• Objetivo 1
Responda, com base no excerto selecionado, às seguintes perguntas:
(a) Quantos lugares para acolher refugiados já estão disponíveis?
(b) Quantos refugiados Portugal recebeu ao fim de 4 meses?
(c) Quantos refugiados a UE decidiu recolocar em diferentes países?

• Excerto selecionado
────────

A Plataforma de Apoio aos Refugiados (PAR) congrega quase 100 organizações, juntas com o objetivo de receber refugiados e de lhes proprocionar uma nova vida longe dos horrores da guerra. Mas são poucos os que a Europa está a mandar para os seus países, o que levanta questões sobre as verdadeiras intenções dos estados europeus sobre estas vítimas de guerra.
Já recebemos alguns refugiados. Como está a correr o processo de integração?
De uma forma muito positiva, no sentido em que começo por sublinhar a forma como a sociedade portuguesa se organizou para criar uma solução, nomeadamente através da Plataforma de Apoio aos Refugiados (PAR) para acolher famílias de refugiados. Quis-se dar uma prioridade muito grande às crianças acompanhadas pelos seus familiares, e foi possível, rapidamente e por todo o país, mais de 100 organizações estarem preparadas para acolher. Existem 600 lugares já disponíveis, que infelizmente não estão a ser ajudados. Nesse sentido, creio que em termos da burocracia europeia, em termos do que é a vontade política dos Estados membros da UE se tem registado um atraso e uma lentidão enorme que faz com que Portugal, 4 meses depois, só tenha recebido 24 refugiados.
É um problema burocrático?
Burocracia associada a falta de vontade política. A notícia que temos, da parte das autoridades públicas, é que na Grécia e em Itália, tudo o que deveria estar a ser feito para organizar a distribuição dos refugiados pelos diferentes países europeus não está a acontecer ou está a acontecer de uma forma muito lenta. O que evidencia que mesmo as decisões que a UE tem tomado, como foi o caso desta decisão de recolocar 160 mil refugiados em diferentes países, não as consegue concretizar.
Mas não seria de esperar que países como a Grécia e a Itália quisessem ter essas situações resolvidas?
É totalmente incompreensível o que está a acontecer, não faz nenhum sentido, quer no caso grego, que tem uma enorme pressão, mas tem tido muitas dificuldades de colaboração e entendimento com as instâncias europeias, seja a Frontex ou outras que têm intervenção neste domínio. Mas também por parte dos diversos estados-membros, que deveriam mobilizar recursos para apoiar a Grécia e a Itália neste processo. Apesar de terem decidido agir em conformidade, as notícias que temos é que, em termos de recursos humanos ou financeiros, os países não estão a dar esse apoio essencial para que o programa de recolocação dos refugiados funcione.

────────

• Objetivo 2
Nos registos, apresente como tabela Markdown o trecho que começa na linha que contém "the shoulder, that" e termina na linha que contém "177 69 L 184", incluindo ambas. Use as colunas «n.º» e «Linha» e omita as linhas em branco.

────────

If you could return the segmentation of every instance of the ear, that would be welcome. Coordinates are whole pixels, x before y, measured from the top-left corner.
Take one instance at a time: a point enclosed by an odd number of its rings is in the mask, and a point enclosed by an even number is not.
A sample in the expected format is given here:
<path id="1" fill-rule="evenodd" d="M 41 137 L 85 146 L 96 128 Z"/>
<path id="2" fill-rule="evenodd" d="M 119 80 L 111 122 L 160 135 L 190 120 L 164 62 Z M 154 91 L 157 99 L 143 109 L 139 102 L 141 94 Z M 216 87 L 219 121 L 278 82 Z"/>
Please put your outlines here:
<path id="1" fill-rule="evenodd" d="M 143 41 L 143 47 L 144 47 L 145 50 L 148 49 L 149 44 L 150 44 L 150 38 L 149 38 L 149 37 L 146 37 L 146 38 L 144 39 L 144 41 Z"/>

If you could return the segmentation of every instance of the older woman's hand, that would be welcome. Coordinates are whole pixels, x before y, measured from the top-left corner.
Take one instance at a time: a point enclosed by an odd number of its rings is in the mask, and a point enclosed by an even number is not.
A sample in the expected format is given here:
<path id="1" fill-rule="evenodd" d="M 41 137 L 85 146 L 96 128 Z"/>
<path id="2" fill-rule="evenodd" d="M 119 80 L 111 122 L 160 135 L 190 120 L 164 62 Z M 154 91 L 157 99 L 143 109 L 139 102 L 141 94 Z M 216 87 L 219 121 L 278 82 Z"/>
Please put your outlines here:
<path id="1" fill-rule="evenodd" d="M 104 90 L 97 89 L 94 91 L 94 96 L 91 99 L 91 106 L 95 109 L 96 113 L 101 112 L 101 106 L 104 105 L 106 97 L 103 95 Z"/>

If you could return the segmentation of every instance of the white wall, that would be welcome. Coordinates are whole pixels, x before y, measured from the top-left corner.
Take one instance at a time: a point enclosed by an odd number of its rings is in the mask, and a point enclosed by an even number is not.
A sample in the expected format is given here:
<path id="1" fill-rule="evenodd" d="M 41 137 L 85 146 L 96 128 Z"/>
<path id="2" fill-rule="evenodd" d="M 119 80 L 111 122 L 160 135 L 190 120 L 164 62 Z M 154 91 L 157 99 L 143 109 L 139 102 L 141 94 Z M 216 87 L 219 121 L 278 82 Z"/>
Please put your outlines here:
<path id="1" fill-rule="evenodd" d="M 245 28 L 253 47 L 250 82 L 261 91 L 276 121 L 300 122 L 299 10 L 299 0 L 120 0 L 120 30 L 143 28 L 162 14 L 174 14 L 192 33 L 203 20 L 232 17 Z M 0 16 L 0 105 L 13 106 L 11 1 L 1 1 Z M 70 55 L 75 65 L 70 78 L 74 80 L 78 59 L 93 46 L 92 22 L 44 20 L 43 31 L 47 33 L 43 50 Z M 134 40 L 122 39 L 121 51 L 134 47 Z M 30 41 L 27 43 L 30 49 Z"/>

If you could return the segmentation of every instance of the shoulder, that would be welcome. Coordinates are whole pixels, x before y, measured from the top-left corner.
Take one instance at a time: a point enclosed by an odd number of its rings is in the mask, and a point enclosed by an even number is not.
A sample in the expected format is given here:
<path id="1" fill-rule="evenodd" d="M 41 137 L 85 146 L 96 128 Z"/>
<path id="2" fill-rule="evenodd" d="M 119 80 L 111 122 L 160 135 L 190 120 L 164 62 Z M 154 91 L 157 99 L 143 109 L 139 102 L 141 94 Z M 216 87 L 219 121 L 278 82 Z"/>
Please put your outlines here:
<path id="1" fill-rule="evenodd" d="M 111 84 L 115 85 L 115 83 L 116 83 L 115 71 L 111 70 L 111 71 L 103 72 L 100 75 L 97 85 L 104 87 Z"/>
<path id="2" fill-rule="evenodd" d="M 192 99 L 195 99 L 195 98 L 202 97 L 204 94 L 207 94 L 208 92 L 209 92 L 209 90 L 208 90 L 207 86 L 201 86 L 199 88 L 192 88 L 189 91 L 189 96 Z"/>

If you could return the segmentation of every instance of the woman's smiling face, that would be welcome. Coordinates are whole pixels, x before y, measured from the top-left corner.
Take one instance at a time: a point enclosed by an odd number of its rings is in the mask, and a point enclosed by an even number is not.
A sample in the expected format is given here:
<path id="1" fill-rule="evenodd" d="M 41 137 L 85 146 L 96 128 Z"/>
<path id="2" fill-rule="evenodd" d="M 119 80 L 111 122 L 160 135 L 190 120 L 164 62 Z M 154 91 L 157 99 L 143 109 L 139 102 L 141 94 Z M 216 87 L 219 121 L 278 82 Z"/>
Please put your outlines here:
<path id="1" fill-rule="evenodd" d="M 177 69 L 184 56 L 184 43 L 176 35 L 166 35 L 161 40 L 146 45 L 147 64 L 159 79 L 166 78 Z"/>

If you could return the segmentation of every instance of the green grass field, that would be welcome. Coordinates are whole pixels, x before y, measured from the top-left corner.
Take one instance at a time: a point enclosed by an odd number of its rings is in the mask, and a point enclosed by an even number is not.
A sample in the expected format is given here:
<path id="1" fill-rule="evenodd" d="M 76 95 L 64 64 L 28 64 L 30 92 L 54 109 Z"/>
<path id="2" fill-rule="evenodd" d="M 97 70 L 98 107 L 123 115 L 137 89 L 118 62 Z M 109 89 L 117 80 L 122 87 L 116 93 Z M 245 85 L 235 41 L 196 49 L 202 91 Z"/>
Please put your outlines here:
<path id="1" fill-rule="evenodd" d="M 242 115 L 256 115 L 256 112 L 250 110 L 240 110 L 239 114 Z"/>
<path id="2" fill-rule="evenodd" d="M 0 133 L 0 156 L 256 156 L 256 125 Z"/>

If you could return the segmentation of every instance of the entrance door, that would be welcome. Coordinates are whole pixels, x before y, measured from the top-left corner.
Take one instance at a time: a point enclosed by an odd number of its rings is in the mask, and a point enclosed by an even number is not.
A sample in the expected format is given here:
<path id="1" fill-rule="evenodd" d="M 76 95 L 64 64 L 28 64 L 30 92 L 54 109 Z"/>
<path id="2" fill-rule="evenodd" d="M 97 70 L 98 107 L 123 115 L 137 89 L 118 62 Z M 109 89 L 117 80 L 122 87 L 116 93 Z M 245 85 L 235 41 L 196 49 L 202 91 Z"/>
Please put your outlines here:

────────

• Resposta completa 1
(a) 600 lugares.
(b) 24 refugiados.
(c) 160 mil refugiados.

• Resposta completa 2
| n.º | Linha |
|---|---|
| 1 | If you could return the segmentation of every instance of the shoulder, that would be welcome. Coordinates are whole pixels, x before y, measured from the top-left corner. |
| 2 | Take one instance at a time: a point enclosed by an odd number of its rings is in the mask, and a point enclosed by an even number is not. |
| 3 | A sample in the expected format is given here: |
| 4 | <path id="1" fill-rule="evenodd" d="M 41 137 L 85 146 L 96 128 Z"/> |
| 5 | <path id="2" fill-rule="evenodd" d="M 119 80 L 111 122 L 160 135 L 190 120 L 164 62 Z M 154 91 L 157 99 L 143 109 L 139 102 L 141 94 Z M 216 87 L 219 121 L 278 82 Z"/> |
| 6 | Please put your outlines here: |
| 7 | <path id="1" fill-rule="evenodd" d="M 111 84 L 115 85 L 115 83 L 116 83 L 115 71 L 111 70 L 111 71 L 103 72 L 100 75 L 97 85 L 104 87 Z"/> |
| 8 | <path id="2" fill-rule="evenodd" d="M 192 99 L 195 99 L 195 98 L 202 97 L 204 94 L 207 94 L 208 92 L 209 92 L 209 90 L 208 90 L 207 86 L 201 86 L 199 88 L 192 88 L 189 91 L 189 96 Z"/> |
| 9 | If you could return the segmentation of every instance of the woman's smiling face, that would be welcome. Coordinates are whole pixels, x before y, measured from the top-left corner. |
| 10 | Take one instance at a time: a point enclosed by an odd number of its rings is in the mask, and a point enclosed by an even number is not. |
| 11 | A sample in the expected format is given here: |
| 12 | <path id="1" fill-rule="evenodd" d="M 41 137 L 85 146 L 96 128 Z"/> |
| 13 | <path id="2" fill-rule="evenodd" d="M 119 80 L 111 122 L 160 135 L 190 120 L 164 62 Z M 154 91 L 157 99 L 143 109 L 139 102 L 141 94 Z M 216 87 L 219 121 L 278 82 Z"/> |
| 14 | Please put your outlines here: |
| 15 | <path id="1" fill-rule="evenodd" d="M 177 69 L 184 56 L 184 43 L 176 35 L 166 35 L 161 40 L 146 45 L 147 64 L 159 79 L 166 78 Z"/> |